Il brutto è che in parlamento ci sono PdL e Pd, con qualche rumoroso partito nanetto, ridicolmente giustizialista o stupidamente xenofobo, che si occupa di tutto meno che delle cruciali questioni economiche e sociali, e i due partiti sistemici, uno dei quali oggi malconcio, sembrano in sintonia nell’attacco al diritto di sciopero, portando l’affondo – per ora – nei servizi essenziali, con un occhio di riguardo al settore dei trasporti pubblici.
Certo, non possiamo dire di amare i Cobas dei ferrovieri che con scioperi continui colpiscono e danneggiano soprattutto i poveri: lavoratori pendolari, studenti, ecc.
Sicuramente non amiamo i super pagati piloti e assistenti di volo ex Alitalia, oggi Cai, che troppo spesso ci hanno lasciato a terra.
Tuttavia, questo attacco al diritto di sciopero, se nelle intenzioni dichiarate da Sacconi & C. e persino nelle parole dell’ingessato presidente della camera, Gianfranco Fini, vuole evitare continui disagi a chi fruisce di un servizio principale e essenziale, impedendo che l’esercizio dello sciopero comprometta «oltre misura il godimento di altri diritti della persona ugualmente garantiti in Costituzione» – secondo Fini – l’impressione è che il probabile, futuro decreto governativo in materia sarà una sorta di “cavallo di troia” per stroncare gli scioperi, quelli reali, anche in molti altri settori.
Intanto, come accennato, ci si appresta a rendere obbligatorio lo sciopero virtuale per determinate categorie professionali.
Conviene far riferimento, per un momento, al testo originale del disegno di legge richiamato in apertura, presentato nell’ottobre dello scorso anno alla presidenza del senato, in cui nella relazione d’apertura di definisce lo sciopero virtuale come «la forma di agitazione collettiva che un sindacato o una coalizione di altro genere possono scegliere di proclamare in alternativa rispetto allo sciopero tradizionale, soprattutto in un settore di servizi pubblici […ma il bello è che …] A seguito della proclamazione dello sciopero virtuale , i lavoratori vi aderiscono continuando a svolgere regolarmente le proprie mansioni, rinunciando tuttavia alle rispettive retribuzioni».
Strabiliante! Si resta quindi a lavorare e si deve “devolvere” la giornata di sciopero ad un fondo di solidarietà in cui mette qualcosa anche l’azienda.
Non a caso, il primo firmatario di tale capolavoro, che si sviluppa in quattro articoli, è il famigerato Pietro Ichino, nemico dichiarato dei “nullafacenti” del settore pubblico, ex indipendente del PCI e giuslavorista al servizio dello sfruttamento del lavoro dipendente, mentre il secondo firmatario della richiamata proposta è niente di meno che Tiziano Treu, quello dell’omonimo pacchetto – Pacchetto Treu, appunto – che ha contribuito all'introduzione del "lavoro atipico" nel paese e, anzi, ne ha permesso l'attuazione pratica.

* * * *

▸ Esercizio scritto 1:
Restituisci ogni riga delle voci che contiene la parola "bumper". Maiuscole e minuscole vanno rispettate.

(Dati di annotazione sulla posizione degli oggetti)

* * * *

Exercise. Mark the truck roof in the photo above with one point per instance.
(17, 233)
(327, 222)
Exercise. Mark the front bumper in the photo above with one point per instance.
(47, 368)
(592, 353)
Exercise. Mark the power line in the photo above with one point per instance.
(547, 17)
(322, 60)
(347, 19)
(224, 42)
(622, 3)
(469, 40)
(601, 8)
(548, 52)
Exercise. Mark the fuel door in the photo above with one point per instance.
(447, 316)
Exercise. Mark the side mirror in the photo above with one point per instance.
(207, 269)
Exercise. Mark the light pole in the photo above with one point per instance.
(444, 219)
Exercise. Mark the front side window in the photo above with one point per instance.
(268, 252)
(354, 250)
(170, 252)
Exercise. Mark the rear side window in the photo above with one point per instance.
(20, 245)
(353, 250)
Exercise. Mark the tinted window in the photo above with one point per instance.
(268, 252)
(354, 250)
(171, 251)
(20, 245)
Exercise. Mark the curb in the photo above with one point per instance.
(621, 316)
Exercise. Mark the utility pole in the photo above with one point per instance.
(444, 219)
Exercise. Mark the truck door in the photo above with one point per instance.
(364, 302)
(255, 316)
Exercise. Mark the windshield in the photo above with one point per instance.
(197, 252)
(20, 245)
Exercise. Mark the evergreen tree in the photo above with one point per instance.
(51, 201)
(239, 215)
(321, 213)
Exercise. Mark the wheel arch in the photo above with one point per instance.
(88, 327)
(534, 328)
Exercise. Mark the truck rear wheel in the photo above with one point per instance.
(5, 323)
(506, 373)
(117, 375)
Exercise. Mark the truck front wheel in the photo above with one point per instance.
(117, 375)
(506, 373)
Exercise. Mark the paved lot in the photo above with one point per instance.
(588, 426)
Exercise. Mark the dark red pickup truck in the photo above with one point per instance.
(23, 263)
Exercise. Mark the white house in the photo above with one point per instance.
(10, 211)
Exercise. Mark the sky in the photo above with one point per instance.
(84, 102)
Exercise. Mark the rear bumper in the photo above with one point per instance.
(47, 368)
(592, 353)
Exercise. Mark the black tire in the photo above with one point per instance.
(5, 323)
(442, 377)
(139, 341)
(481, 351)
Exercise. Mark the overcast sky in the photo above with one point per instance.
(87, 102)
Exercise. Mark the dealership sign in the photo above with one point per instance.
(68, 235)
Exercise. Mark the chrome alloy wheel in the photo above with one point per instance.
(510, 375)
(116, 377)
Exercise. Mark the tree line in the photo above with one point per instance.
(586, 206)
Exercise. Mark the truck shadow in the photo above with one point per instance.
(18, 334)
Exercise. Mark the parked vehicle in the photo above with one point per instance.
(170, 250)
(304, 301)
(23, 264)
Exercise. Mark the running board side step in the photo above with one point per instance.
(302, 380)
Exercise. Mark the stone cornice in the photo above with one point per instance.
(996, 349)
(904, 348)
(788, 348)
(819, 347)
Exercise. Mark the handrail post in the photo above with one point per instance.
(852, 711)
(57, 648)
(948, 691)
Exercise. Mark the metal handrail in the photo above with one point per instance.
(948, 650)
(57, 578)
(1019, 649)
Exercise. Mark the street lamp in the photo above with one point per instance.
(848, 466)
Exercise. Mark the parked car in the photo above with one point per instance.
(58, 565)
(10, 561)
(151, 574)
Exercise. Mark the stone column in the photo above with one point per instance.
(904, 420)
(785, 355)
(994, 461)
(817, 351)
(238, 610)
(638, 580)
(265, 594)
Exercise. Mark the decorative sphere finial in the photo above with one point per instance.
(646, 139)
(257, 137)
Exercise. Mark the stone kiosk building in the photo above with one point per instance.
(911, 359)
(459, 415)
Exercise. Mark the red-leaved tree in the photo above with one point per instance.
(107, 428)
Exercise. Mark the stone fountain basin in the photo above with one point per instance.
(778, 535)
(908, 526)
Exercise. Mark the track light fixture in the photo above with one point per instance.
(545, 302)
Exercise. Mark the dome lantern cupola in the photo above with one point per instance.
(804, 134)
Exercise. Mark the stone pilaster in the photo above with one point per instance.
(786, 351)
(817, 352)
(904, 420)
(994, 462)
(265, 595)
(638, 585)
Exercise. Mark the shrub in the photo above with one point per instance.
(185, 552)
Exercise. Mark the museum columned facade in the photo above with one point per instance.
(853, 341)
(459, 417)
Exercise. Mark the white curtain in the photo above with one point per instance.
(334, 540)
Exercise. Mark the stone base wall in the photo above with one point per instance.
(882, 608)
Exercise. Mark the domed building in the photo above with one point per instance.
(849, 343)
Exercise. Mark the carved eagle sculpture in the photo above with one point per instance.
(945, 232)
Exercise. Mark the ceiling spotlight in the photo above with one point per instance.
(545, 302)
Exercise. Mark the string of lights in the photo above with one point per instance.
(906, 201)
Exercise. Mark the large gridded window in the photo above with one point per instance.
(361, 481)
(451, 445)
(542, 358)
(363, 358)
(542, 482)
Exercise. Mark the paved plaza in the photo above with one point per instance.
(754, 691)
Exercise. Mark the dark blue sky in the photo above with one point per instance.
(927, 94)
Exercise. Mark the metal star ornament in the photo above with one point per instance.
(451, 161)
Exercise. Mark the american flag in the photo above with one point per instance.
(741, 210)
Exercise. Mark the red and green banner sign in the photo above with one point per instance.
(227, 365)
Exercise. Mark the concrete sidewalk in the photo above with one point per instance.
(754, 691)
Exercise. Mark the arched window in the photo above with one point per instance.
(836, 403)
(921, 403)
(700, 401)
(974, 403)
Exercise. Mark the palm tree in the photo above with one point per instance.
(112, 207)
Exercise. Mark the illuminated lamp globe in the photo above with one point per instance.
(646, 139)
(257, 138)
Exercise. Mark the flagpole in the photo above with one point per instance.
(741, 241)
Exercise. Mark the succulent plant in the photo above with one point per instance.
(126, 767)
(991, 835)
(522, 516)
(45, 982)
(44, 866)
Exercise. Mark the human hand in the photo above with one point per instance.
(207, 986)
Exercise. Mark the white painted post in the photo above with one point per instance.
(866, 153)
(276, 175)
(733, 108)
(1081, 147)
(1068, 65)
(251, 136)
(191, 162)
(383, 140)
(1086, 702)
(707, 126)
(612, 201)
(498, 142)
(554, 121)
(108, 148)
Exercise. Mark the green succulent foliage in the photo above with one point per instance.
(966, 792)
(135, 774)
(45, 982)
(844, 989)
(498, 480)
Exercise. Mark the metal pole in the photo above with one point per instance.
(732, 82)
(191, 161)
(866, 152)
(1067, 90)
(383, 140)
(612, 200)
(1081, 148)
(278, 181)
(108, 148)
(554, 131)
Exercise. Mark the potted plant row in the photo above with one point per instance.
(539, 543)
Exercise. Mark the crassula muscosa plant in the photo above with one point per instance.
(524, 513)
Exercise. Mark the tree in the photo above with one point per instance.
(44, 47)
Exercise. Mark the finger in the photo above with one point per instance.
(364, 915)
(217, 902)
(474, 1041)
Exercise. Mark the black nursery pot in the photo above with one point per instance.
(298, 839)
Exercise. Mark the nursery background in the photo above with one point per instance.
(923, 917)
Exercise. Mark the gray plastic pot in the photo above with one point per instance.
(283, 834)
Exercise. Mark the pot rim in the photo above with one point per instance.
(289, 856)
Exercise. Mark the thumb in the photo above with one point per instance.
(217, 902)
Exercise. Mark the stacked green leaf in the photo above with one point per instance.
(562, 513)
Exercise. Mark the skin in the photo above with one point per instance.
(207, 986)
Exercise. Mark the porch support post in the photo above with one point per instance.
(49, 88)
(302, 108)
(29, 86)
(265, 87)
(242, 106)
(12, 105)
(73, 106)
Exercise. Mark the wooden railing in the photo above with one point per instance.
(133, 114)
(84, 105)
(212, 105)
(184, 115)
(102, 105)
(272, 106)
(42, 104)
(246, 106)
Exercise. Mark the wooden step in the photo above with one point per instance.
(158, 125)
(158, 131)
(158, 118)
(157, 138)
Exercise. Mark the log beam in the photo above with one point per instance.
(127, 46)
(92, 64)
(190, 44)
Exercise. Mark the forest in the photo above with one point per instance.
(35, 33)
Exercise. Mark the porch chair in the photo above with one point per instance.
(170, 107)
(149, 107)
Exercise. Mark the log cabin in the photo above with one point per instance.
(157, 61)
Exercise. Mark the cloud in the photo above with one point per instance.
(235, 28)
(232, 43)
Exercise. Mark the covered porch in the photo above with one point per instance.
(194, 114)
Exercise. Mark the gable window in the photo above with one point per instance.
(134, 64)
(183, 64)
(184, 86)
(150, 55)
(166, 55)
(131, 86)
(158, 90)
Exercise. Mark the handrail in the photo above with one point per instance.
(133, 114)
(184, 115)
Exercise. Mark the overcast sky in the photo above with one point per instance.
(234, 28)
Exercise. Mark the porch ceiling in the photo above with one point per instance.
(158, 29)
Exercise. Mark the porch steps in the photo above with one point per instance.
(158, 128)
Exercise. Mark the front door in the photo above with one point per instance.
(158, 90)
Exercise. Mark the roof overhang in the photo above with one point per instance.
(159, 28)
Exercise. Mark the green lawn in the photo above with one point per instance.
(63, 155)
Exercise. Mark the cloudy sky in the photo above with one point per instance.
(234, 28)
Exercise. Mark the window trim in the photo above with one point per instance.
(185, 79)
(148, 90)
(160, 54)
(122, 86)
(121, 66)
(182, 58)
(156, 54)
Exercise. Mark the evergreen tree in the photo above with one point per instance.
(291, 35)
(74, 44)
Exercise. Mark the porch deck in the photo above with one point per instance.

* * * *

▸ Esercizio scritto 2:
Rispondi brevemente alle seguenti domande sul brano dedicato al diritto di sciopero.
(a) Chi è indicato come presidente della camera?
(b) Quando è stato presentato alla presidenza del senato il disegno di legge sullo sciopero virtuale?
(c) In quanti articoli si sviluppa quel disegno di legge?

▸ Risposta corretta 1:
Exercise. Mark the front bumper in the photo above with one point per instance.
Exercise. Mark the rear bumper in the photo above with one point per instance.

▸ Risposta corretta 2:
(a) Gianfranco Fini.
(b) Nell'ottobre dello scorso anno.
(c) In quattro articoli.